To be done
Count how many lines in the entries below contain the string "points", with uppercase and lowercase treated as distinct. Give only the number.

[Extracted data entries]

_ _ _

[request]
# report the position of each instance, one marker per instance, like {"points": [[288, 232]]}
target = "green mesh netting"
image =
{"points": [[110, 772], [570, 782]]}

_ _ _

Problem solution
2